(Instruction) Copy the functional description from "and sent out" to "the Receive bus.", replacing "slave" with "target".

(Passage)
________________

RELEASED
PM7351 S/UNI-VORTEX
DATA SHEET
PMC-1980582
ISSUE 5
OCTAL SERIAL LINK MULTIPLEXER
PROPRIETARY AND CONFIDENTIAL TO PMC-SIERRA, INC., AND FOR ITS CUSTOMERS’ INTERNAL USE
29
9
FUNCTIONAL DESCRIPTION
First, a brief note on terminology. Throughout this document the use of the term
“downstream” implies data read in from the parallel bus (or microprocessor port)
and sent out the LVDS links. However, since the S/UNI-VORTEX is a slave
device and bus direction (transmit or receive) is normally defined with respect to
the bus master, the downstream bus is called the Transmit bus. Conversely,
“upstream” is used to describe the data path from the LVDS to the parallel bus,
which is called the Receive bus.

________________

(Supplied information)
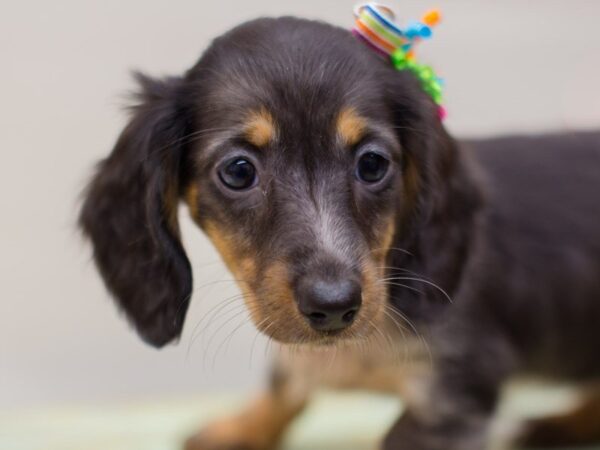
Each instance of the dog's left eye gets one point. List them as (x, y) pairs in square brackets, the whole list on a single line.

________________

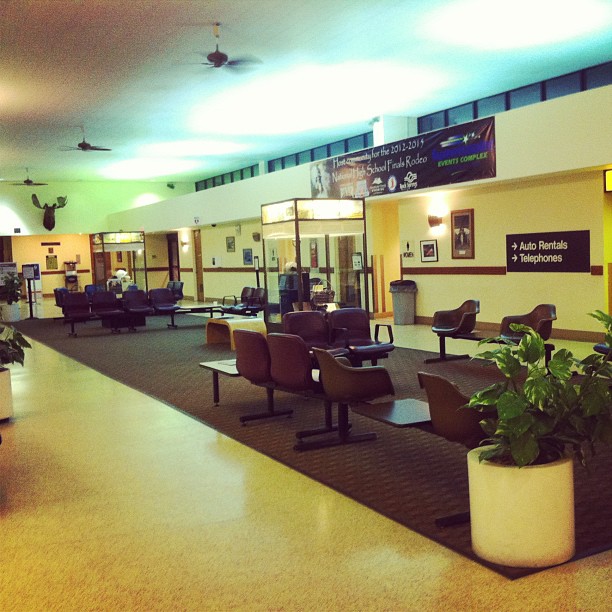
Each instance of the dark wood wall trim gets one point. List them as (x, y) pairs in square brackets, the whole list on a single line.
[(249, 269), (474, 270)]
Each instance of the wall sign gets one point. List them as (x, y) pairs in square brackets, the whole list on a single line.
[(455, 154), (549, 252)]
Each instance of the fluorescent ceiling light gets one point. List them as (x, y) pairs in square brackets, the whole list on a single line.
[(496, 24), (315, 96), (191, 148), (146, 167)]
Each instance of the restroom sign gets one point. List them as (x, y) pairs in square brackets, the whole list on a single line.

________________

(The answer)
and sent out the LVDS links. However, since the S/UNI-VORTEX is a target
device and bus direction (transmit or receive) is normally defined with respect to
the bus master, the downstream bus is called the Transmit bus. Conversely,
“upstream” is used to describe the data path from the LVDS to the parallel bus,
which is called the Receive bus.